Collected data
————
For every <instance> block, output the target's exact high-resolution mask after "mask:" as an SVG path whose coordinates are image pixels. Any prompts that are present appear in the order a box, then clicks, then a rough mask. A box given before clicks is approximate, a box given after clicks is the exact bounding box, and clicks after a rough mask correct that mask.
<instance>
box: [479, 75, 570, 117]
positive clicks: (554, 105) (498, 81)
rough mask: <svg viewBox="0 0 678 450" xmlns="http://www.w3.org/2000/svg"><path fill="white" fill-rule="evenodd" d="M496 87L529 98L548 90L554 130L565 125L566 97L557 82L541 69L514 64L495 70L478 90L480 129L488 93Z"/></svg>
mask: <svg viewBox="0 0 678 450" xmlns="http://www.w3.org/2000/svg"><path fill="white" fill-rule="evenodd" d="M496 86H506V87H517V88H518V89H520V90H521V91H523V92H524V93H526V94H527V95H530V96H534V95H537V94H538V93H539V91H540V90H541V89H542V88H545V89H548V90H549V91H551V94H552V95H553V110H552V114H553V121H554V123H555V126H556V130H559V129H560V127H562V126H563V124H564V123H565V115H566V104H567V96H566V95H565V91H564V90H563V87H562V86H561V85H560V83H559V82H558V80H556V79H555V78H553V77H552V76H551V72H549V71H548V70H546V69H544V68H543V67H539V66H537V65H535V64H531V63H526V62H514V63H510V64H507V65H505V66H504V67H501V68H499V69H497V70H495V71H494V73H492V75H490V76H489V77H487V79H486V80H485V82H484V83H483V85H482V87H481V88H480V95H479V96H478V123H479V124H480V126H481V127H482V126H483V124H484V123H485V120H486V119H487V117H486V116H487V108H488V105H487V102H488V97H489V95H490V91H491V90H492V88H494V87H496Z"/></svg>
————
→ **Work item**
Up to and including the line with "positive clicks: (554, 105) (498, 81)", output each line of the entries above exactly, starting from the first.

→ **Solution to the problem**
For every <instance> block, output the target's exact high-resolution mask after "mask:" as an SVG path whose coordinates are image pixels. Any prompts that are present appear in the order a box, then clicks, then a rough mask. A box given before clicks is approximate, a box given after clicks is the exact bounding box, and clicks after a rough mask correct that mask.
<instance>
box: [479, 75, 570, 117]
positive clicks: (554, 105) (498, 81)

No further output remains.